-------- Data excerpts

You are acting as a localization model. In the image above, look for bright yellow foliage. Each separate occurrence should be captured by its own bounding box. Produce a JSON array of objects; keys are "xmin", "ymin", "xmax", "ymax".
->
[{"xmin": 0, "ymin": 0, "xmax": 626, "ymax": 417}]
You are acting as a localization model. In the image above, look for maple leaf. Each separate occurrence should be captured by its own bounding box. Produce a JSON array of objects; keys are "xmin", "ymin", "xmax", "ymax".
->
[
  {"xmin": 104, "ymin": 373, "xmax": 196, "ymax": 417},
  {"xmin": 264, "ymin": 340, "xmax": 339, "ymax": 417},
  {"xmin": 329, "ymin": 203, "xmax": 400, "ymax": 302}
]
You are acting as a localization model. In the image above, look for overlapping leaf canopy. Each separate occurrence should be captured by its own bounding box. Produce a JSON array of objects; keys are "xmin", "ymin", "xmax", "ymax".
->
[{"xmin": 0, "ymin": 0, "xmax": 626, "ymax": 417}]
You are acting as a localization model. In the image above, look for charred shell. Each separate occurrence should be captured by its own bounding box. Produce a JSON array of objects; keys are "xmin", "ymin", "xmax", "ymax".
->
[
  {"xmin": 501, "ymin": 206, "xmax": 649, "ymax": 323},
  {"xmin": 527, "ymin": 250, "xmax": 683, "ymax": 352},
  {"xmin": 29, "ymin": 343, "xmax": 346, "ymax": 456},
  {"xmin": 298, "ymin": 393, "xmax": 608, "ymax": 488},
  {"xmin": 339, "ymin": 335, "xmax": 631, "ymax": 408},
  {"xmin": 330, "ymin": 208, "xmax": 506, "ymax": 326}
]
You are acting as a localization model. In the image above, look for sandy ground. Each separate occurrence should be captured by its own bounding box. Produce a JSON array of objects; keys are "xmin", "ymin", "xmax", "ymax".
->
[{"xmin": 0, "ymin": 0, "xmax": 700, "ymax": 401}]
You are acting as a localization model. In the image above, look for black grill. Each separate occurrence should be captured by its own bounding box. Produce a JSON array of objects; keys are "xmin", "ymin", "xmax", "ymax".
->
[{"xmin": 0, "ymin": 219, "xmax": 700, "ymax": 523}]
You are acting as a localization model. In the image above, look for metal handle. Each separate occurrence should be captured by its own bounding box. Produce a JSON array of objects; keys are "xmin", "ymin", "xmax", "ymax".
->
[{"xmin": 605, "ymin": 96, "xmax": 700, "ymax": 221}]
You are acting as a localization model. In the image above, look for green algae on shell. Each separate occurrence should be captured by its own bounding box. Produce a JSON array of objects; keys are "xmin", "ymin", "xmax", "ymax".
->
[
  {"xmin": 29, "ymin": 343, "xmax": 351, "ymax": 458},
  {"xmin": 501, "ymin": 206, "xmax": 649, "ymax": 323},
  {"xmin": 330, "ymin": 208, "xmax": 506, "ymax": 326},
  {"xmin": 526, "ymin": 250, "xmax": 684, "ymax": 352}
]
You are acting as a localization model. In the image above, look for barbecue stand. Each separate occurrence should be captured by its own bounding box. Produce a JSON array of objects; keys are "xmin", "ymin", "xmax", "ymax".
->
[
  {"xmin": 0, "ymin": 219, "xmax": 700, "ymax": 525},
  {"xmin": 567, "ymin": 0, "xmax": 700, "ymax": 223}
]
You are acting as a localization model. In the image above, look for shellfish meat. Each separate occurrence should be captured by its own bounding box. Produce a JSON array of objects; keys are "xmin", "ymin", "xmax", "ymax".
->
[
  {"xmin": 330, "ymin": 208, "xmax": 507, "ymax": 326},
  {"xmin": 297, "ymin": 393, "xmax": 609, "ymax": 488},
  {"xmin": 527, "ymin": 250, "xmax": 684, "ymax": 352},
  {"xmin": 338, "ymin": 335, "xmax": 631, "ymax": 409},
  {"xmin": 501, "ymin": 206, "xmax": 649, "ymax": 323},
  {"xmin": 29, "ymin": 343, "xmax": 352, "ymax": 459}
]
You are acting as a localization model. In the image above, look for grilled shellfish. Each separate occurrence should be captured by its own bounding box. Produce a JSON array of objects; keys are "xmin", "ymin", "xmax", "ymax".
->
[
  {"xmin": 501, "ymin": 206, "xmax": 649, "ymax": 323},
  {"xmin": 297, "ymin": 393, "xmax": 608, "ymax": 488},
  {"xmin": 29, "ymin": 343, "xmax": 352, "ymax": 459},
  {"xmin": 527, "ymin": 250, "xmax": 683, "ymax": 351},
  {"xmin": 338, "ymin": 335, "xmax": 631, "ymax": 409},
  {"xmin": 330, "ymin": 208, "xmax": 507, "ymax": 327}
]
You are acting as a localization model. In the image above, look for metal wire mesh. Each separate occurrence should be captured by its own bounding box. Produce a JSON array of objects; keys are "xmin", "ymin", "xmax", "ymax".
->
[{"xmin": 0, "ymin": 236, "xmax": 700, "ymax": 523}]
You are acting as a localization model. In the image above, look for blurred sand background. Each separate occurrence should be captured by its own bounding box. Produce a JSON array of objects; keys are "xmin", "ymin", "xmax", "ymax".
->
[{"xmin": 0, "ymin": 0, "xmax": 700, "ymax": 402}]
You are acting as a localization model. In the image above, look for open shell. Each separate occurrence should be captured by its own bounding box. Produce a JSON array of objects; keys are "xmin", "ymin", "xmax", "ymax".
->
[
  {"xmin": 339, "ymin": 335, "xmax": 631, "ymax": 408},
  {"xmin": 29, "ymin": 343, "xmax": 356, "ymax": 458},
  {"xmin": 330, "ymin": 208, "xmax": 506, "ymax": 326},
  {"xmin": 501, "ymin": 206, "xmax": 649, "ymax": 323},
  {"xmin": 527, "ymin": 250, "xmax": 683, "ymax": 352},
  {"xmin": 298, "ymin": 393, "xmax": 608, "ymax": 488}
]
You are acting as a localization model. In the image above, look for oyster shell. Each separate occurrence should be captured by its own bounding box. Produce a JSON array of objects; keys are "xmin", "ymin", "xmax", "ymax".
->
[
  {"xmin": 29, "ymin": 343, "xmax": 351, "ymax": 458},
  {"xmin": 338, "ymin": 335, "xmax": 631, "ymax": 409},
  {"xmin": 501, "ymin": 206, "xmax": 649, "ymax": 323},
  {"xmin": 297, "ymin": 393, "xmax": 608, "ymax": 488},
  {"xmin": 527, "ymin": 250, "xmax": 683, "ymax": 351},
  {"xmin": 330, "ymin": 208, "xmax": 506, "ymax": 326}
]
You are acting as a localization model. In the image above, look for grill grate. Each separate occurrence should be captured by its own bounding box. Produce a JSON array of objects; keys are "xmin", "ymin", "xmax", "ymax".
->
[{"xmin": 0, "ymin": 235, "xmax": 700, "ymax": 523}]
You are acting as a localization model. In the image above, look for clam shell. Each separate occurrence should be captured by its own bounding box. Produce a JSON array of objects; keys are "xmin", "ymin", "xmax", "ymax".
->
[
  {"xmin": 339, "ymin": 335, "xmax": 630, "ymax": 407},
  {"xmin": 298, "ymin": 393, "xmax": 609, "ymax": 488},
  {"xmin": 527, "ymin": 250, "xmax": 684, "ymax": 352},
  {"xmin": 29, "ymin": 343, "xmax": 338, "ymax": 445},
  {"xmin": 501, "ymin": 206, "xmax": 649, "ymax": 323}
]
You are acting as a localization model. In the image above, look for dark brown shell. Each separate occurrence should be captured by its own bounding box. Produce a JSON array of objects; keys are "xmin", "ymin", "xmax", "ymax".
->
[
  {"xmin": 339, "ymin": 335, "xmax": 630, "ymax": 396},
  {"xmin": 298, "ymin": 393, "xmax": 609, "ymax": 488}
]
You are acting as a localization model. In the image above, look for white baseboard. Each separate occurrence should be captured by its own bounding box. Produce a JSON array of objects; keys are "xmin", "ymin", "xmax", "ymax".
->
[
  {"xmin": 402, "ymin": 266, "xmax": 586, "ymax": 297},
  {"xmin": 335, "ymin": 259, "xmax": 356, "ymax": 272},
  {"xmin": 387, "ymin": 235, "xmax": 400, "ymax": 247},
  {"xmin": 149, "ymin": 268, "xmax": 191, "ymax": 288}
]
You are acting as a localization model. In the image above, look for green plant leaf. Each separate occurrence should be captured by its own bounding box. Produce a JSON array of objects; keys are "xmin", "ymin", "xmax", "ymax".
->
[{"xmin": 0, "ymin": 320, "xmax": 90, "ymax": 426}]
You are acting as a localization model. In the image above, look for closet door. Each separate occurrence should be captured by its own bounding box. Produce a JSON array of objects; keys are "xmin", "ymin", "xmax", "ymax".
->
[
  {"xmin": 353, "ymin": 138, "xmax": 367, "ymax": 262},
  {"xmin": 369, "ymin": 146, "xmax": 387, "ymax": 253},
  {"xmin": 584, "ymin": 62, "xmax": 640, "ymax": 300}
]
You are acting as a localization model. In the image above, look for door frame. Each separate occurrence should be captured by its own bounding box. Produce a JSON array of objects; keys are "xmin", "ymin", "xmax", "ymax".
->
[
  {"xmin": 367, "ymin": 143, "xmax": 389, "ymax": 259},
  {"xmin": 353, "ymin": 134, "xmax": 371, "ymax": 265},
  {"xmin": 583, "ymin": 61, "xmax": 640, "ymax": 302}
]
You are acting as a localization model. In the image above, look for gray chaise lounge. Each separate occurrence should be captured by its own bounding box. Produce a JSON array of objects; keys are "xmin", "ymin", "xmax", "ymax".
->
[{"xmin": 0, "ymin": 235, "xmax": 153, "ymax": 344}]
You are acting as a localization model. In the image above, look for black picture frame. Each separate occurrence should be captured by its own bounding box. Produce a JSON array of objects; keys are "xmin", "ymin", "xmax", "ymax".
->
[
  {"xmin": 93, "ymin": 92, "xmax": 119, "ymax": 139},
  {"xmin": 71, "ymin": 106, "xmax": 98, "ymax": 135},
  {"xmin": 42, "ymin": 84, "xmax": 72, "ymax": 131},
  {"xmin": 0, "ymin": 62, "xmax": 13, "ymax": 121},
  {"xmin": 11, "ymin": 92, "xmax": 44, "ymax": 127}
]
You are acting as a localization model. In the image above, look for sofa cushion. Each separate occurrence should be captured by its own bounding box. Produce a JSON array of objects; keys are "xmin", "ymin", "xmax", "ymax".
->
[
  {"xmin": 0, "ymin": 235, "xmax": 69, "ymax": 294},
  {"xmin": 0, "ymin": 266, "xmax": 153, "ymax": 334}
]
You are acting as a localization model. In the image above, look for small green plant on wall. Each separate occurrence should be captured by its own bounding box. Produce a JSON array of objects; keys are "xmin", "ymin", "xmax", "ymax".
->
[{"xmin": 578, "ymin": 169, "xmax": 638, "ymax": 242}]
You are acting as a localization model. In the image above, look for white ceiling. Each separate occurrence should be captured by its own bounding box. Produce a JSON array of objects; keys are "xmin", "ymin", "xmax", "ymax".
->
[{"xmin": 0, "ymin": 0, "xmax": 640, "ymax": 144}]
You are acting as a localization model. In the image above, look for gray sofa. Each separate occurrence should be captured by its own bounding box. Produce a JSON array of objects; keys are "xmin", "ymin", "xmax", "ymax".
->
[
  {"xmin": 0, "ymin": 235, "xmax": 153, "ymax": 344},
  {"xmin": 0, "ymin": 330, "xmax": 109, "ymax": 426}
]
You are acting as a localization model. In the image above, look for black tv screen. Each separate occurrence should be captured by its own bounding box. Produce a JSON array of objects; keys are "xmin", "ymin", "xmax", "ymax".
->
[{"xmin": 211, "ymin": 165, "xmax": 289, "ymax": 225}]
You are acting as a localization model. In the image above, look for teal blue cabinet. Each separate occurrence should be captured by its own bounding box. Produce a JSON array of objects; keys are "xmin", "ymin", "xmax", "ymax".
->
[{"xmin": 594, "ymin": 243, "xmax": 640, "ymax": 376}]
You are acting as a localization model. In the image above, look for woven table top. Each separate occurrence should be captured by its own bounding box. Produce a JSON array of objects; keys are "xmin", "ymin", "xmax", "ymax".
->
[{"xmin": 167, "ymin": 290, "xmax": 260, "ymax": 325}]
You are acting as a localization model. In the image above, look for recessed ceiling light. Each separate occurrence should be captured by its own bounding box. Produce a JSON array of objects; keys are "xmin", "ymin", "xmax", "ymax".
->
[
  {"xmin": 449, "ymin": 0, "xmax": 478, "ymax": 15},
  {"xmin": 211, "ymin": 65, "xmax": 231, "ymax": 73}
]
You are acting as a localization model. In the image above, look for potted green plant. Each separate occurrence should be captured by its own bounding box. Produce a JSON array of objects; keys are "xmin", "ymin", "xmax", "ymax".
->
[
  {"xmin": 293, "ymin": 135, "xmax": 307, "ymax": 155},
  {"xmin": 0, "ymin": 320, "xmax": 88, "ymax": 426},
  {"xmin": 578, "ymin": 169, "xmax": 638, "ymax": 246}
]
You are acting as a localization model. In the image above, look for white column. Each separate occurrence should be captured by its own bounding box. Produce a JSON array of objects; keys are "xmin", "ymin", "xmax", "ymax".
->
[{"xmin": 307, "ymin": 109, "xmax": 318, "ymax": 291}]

----------------

### To do
Starting with the line containing "look for woven" and going on through the end of the records, reproduce those lines with every "bounding box" changed to "enclosing rectangle" and nothing else altered.

### Solution
You are acting as a localization model. In the image above, look for woven table top. Each separate occurrence should be captured by its own enclosing rectangle. Produce a JSON array of objects; keys are "xmin", "ymin", "xmax", "ymax".
->
[{"xmin": 167, "ymin": 290, "xmax": 260, "ymax": 325}]
You are acting as a localization model. In the image above, look for recessed ceiling light. Each separate occurrence should be captured by its own enclosing rectangle. Produce a JSON array of objects; keys are "xmin", "ymin", "xmax", "ymax".
->
[
  {"xmin": 449, "ymin": 0, "xmax": 478, "ymax": 15},
  {"xmin": 211, "ymin": 65, "xmax": 231, "ymax": 73}
]
You are acting as a localization model. In the image above, look for potted green plant. Each separate occurrence should be captured by its own enclosing rectangle. Produce a JSON array of objects; keys are "xmin", "ymin", "xmax", "ymax".
->
[
  {"xmin": 293, "ymin": 135, "xmax": 307, "ymax": 155},
  {"xmin": 0, "ymin": 320, "xmax": 88, "ymax": 426},
  {"xmin": 578, "ymin": 169, "xmax": 638, "ymax": 246}
]
You are acting as a localization model. In the image above, look for white column. Each separate occurrence should be captured by its own enclosing rectangle. Produce a JSON array of objects; keys are "xmin", "ymin", "xmax", "ymax".
->
[{"xmin": 307, "ymin": 109, "xmax": 318, "ymax": 291}]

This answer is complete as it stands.